*DATA SHOWN:*
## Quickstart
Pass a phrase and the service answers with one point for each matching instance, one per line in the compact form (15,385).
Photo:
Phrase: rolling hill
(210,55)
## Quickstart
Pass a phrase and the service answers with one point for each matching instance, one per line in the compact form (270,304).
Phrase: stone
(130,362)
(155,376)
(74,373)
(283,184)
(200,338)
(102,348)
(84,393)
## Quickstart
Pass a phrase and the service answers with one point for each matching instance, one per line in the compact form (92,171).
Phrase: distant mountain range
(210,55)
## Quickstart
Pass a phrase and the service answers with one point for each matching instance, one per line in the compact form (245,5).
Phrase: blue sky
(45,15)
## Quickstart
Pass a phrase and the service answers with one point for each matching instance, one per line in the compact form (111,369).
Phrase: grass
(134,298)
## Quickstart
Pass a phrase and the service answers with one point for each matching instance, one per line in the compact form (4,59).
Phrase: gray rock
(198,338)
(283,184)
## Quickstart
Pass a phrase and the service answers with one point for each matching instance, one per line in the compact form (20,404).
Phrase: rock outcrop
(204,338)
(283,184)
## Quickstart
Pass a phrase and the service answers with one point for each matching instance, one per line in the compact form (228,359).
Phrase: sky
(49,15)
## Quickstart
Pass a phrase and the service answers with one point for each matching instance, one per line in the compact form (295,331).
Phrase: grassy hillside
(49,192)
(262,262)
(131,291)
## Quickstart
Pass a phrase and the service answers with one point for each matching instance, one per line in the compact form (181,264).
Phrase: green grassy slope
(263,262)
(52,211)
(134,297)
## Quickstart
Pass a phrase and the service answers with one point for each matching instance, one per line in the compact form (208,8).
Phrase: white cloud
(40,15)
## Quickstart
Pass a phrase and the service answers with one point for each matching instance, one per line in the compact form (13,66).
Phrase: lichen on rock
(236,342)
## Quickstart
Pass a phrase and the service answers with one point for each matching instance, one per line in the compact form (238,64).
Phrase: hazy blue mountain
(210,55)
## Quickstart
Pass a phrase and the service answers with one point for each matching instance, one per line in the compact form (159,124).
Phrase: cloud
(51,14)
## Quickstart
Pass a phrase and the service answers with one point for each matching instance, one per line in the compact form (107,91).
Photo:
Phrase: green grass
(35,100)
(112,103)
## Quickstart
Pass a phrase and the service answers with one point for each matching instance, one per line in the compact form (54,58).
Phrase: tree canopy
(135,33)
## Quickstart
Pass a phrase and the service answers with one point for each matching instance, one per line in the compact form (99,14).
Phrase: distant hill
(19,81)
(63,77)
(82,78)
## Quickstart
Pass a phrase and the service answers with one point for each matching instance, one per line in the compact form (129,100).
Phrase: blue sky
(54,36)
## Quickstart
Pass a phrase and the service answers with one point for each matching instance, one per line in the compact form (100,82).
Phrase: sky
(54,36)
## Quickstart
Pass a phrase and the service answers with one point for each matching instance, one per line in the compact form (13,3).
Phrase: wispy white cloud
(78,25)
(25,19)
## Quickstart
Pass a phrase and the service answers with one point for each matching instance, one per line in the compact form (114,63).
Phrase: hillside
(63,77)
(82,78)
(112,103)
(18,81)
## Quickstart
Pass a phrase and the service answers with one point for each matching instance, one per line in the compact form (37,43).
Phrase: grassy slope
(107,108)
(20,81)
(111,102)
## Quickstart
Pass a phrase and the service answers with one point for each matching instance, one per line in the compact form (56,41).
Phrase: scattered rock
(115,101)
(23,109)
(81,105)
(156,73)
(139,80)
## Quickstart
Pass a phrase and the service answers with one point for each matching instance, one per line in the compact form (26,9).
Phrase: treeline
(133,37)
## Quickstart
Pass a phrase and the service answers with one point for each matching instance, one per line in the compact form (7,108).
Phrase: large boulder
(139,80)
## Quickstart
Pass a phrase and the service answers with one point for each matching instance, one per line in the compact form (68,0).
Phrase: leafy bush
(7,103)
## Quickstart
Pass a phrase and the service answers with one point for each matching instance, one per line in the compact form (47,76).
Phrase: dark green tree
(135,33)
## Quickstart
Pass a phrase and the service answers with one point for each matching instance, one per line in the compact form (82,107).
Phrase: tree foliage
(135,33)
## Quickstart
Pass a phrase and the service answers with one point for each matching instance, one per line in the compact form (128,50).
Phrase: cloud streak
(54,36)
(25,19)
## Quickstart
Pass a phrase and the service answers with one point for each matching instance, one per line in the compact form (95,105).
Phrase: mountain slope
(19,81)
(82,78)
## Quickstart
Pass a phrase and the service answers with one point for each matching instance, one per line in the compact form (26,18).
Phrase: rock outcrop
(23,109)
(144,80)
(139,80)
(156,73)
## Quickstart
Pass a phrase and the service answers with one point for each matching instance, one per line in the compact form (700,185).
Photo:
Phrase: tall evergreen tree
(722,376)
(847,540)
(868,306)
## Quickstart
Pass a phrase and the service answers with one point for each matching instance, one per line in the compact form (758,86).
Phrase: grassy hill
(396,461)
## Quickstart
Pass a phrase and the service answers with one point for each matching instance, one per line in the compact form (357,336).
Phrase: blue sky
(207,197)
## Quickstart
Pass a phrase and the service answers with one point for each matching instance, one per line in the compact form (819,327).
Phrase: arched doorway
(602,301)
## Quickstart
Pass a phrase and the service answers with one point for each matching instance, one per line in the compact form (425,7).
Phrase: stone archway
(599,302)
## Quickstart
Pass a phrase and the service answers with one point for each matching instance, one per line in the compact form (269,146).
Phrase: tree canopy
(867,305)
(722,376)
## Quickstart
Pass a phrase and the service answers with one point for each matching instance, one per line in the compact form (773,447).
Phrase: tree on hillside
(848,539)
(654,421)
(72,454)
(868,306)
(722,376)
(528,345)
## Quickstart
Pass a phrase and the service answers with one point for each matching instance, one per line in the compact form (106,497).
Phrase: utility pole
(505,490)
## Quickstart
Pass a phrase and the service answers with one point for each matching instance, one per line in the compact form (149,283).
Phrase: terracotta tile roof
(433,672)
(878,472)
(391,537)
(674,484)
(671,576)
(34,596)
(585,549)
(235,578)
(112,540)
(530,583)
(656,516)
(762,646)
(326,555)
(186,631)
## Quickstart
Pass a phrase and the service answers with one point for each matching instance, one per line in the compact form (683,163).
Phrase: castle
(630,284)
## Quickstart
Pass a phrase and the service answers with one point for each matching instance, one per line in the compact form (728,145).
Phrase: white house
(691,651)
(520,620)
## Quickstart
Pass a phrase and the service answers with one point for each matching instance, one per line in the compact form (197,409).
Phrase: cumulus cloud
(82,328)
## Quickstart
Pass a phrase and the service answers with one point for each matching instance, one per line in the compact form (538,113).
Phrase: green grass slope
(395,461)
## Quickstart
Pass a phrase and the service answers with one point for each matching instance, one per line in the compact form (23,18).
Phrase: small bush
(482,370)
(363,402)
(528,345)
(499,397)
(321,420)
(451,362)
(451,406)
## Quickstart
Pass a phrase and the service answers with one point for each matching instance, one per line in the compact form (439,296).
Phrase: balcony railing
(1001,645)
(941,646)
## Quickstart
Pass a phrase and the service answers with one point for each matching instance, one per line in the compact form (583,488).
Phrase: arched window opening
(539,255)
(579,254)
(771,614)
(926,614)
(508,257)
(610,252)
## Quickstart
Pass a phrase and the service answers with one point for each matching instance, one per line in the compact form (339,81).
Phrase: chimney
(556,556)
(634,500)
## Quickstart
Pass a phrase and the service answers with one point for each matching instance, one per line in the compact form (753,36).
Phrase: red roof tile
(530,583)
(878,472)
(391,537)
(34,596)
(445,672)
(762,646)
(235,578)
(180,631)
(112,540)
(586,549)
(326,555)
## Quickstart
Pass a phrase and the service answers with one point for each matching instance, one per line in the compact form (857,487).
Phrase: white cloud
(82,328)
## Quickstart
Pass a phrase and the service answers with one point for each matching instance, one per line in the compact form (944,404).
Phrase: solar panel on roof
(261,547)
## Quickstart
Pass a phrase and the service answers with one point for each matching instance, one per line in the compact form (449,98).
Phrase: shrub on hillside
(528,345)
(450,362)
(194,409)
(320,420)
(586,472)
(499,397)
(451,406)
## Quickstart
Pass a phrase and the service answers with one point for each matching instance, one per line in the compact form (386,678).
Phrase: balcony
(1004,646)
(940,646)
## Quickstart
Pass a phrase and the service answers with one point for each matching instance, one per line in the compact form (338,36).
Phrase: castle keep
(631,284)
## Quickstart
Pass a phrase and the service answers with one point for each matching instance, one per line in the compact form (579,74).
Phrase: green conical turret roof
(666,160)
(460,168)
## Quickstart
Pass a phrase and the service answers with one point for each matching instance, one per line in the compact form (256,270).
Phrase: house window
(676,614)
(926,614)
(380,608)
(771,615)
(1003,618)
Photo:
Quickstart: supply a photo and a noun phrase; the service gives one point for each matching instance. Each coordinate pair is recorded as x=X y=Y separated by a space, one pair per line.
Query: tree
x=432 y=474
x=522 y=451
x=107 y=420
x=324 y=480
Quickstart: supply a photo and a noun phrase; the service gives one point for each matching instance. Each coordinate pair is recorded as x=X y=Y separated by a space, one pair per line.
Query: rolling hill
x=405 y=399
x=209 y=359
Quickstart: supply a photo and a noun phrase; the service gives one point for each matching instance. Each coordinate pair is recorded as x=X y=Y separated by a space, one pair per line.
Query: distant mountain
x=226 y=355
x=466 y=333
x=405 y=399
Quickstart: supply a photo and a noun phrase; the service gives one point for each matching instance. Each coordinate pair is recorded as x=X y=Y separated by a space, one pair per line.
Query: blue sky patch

*YOUR GOAL:*
Would you retype exactly the lines above, from the line with "compact form (773,447)." to the line with "compact form (728,145).", with both end lines kept and nothing more?

*EXERCISE RESPONSE:*
Pass a phrase and the service answers with one point for each matching instance, one per line in the compact form (773,447).
Phrase: tree on hillside
(848,539)
(654,421)
(72,454)
(868,306)
(722,376)
(528,345)
## Quickstart
Pass a phrase and the service answers with one point for each matching instance, one per line in the compact form (106,497).
Phrase: utility pole
(505,490)
## Quickstart
Pass a phrase and the service answers with one point for each matching instance, one per line in the compact form (149,283).
Phrase: terracotta tile roof
(433,672)
(878,472)
(391,537)
(674,484)
(671,576)
(34,596)
(585,549)
(235,578)
(112,540)
(530,583)
(656,516)
(762,646)
(326,555)
(186,631)
## Quickstart
Pass a phrase and the service answers with one point for each matching instance, one per line in the compact form (683,163).
Phrase: castle
(630,284)
## Quickstart
Pass a phrase and the service answers with one point for each matching instance, one per line in the compact form (728,145).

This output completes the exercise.